#### Saved entries
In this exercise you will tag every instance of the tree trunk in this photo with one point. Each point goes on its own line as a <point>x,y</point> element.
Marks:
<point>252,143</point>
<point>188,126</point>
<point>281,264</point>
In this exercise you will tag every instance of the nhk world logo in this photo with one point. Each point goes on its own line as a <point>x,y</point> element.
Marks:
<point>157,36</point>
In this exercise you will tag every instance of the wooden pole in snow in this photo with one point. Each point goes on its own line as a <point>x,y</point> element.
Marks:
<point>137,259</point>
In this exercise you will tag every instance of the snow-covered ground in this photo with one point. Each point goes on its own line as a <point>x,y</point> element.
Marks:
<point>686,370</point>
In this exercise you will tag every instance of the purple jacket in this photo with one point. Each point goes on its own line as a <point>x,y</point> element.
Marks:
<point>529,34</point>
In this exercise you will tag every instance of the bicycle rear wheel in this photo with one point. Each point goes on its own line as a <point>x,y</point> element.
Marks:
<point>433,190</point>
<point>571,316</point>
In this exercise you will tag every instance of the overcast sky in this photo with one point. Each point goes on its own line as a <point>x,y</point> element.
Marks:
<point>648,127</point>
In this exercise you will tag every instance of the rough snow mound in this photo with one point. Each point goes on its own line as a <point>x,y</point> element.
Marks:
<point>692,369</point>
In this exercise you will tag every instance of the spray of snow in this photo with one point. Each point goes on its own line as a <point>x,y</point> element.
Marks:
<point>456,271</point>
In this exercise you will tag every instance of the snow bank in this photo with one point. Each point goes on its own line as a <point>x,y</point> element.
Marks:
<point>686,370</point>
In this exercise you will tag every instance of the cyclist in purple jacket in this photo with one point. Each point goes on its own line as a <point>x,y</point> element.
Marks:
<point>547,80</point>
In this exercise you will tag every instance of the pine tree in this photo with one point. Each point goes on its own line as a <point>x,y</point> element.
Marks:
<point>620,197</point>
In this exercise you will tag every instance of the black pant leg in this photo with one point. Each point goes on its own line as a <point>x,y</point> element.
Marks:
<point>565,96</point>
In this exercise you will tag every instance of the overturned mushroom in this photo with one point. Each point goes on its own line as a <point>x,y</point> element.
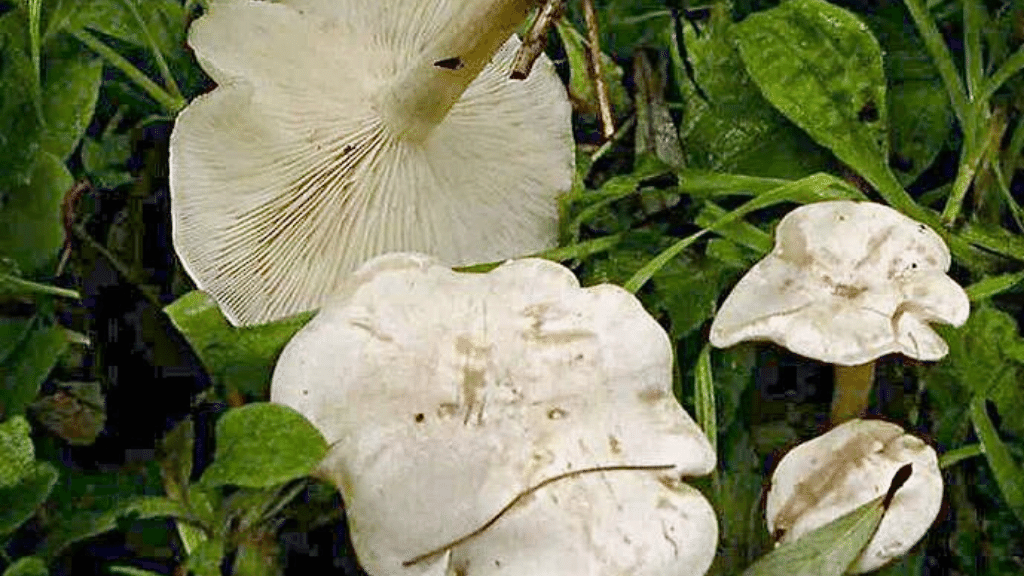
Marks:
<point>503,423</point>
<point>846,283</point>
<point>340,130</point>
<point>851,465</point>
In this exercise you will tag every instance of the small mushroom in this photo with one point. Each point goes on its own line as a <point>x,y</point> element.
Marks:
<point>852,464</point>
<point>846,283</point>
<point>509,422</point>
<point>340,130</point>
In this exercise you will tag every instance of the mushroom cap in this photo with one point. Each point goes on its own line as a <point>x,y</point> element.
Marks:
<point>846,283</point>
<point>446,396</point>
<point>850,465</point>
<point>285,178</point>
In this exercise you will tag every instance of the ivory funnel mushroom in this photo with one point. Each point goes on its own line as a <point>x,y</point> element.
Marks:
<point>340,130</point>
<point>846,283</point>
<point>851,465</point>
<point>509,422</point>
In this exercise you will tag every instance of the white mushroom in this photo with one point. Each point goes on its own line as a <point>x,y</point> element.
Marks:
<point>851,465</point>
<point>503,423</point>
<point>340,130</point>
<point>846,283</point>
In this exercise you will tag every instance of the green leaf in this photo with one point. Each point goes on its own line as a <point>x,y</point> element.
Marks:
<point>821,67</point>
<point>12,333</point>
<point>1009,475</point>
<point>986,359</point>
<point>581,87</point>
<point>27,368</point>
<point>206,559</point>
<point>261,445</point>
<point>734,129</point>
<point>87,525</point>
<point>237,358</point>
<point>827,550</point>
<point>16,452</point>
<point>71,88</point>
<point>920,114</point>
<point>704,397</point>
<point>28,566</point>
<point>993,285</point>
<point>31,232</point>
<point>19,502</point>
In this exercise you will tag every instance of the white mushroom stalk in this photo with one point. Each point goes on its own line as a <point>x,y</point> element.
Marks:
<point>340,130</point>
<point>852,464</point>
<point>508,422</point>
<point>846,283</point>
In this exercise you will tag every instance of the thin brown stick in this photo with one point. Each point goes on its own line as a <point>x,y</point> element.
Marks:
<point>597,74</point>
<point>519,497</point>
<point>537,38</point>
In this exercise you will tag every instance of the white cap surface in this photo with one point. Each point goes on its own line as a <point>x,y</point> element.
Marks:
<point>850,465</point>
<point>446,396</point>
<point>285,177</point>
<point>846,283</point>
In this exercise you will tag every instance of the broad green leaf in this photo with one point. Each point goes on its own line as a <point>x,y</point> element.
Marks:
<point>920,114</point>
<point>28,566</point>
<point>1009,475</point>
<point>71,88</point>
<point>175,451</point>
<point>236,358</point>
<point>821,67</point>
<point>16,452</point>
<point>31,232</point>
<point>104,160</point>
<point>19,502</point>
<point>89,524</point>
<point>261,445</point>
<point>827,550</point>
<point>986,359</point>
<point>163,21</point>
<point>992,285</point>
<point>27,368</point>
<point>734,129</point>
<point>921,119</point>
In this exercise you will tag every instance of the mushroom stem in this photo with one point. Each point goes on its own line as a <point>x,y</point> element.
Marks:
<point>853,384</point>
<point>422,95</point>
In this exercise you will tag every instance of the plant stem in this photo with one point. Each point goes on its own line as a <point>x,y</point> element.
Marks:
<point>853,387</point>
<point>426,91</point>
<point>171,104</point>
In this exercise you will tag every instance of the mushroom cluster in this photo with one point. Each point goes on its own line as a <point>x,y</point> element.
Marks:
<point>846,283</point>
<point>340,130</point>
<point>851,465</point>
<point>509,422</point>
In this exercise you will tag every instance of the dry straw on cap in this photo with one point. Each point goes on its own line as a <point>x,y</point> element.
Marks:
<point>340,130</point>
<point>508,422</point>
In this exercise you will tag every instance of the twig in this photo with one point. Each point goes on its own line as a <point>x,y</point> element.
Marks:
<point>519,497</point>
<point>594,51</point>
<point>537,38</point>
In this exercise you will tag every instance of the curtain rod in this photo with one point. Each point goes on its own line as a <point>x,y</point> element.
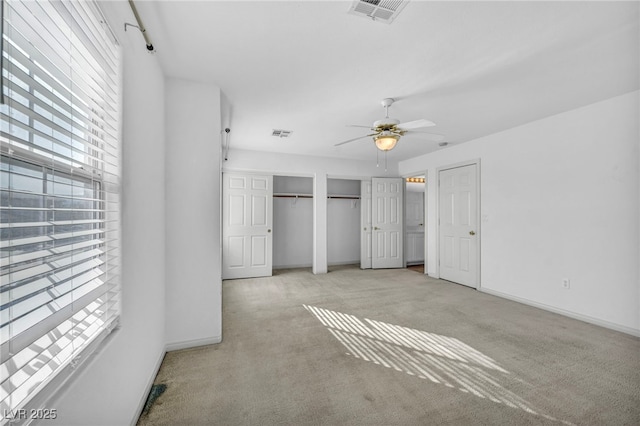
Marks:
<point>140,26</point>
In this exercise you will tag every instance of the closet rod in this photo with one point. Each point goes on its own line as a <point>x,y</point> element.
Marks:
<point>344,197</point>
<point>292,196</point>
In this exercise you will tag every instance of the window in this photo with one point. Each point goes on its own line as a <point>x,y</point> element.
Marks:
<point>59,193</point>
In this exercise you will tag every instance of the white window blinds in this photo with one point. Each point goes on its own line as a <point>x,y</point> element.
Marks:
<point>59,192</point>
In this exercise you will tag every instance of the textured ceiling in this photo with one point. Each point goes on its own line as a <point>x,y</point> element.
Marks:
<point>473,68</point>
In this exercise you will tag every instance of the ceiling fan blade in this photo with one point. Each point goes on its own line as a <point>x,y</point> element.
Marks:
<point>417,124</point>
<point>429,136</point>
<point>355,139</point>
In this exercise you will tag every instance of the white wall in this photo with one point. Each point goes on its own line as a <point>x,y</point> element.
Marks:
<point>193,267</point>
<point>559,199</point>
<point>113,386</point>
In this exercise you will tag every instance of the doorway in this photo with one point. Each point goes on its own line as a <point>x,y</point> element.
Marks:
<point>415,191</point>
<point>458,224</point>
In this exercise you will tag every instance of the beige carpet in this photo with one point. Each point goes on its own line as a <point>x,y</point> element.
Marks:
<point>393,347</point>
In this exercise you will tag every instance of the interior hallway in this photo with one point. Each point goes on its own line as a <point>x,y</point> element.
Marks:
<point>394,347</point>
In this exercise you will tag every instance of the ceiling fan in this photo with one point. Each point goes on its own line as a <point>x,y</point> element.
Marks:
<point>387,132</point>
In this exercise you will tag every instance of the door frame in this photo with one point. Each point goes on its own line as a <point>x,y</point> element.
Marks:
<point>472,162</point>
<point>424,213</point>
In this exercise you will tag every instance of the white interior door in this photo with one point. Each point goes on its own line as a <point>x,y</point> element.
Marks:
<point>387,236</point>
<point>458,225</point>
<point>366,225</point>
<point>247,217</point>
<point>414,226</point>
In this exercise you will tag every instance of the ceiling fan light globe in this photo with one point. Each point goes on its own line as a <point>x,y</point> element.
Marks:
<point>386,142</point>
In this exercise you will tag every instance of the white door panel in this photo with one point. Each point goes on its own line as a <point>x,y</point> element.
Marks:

...

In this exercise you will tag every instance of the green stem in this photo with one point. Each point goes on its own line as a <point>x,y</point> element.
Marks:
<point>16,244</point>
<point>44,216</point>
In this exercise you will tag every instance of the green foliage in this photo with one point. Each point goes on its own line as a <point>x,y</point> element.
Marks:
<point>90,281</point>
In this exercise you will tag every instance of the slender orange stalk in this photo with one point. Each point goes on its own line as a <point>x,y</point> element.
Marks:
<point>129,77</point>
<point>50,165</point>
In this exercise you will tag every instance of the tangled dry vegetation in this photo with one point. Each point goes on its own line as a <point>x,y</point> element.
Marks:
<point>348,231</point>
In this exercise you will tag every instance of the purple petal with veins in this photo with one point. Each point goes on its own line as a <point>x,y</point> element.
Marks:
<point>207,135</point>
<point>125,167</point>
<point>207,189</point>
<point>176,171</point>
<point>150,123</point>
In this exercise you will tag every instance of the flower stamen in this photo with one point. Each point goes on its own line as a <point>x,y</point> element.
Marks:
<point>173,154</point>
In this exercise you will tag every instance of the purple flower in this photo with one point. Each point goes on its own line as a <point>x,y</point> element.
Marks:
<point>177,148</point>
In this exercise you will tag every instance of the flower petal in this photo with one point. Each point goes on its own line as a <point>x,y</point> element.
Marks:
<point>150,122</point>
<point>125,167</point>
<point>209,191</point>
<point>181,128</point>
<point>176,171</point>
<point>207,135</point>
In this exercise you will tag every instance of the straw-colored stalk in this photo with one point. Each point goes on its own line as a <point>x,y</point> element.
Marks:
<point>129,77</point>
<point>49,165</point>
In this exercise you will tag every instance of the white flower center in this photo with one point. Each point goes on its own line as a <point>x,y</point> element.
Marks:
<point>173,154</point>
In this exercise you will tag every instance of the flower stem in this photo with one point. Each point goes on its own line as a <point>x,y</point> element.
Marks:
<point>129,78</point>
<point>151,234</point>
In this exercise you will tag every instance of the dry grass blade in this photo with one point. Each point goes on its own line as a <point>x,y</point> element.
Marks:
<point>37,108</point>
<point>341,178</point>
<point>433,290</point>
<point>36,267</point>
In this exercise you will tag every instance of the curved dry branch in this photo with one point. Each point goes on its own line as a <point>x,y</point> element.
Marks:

==

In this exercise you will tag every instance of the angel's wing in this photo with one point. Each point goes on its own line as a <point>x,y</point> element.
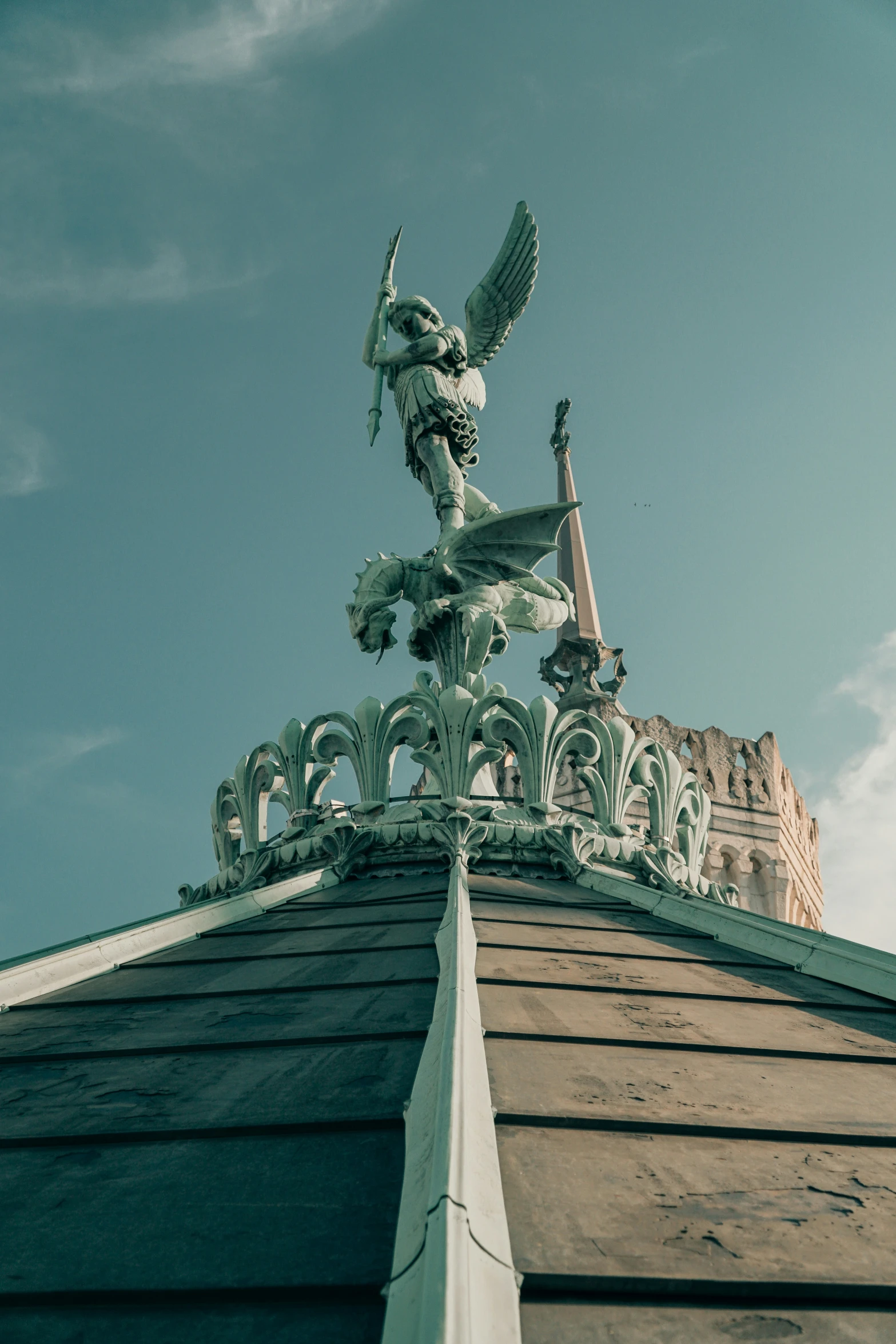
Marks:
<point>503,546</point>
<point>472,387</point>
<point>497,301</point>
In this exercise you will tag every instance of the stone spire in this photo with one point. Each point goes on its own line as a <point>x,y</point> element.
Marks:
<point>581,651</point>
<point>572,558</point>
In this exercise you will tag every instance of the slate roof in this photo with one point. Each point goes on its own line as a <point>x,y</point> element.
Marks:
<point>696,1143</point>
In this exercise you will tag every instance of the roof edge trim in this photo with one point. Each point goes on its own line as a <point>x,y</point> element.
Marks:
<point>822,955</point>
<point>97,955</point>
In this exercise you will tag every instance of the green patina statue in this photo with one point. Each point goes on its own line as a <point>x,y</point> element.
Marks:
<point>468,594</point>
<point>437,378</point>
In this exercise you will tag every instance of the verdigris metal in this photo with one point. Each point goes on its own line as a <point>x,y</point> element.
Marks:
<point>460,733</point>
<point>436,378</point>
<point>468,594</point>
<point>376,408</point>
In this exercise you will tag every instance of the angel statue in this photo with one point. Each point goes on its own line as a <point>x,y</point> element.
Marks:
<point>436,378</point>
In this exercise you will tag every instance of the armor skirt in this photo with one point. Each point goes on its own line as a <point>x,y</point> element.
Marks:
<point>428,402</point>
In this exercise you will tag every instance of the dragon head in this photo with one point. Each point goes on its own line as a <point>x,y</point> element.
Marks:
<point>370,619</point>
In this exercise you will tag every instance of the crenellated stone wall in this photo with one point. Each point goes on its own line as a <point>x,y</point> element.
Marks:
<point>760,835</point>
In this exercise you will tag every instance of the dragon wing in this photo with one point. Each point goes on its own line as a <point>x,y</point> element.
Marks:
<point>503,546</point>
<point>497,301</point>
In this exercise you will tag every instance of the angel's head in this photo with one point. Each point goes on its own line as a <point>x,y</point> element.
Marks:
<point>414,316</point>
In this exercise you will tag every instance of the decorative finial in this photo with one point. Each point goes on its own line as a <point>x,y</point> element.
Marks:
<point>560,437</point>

#### Task details
Starting with the line with "In this exercise you will tag every instance of the decorative" and going on through the line with "<point>560,437</point>", substitute "carved finial" for "decorative finial" and write out only those lines of the records, with everything else left as it is.

#### Result of this task
In this exercise you will tag every instance of the carved finial in this photo with one point. Each point goes on its own line as a <point>x,y</point> element.
Marks:
<point>560,437</point>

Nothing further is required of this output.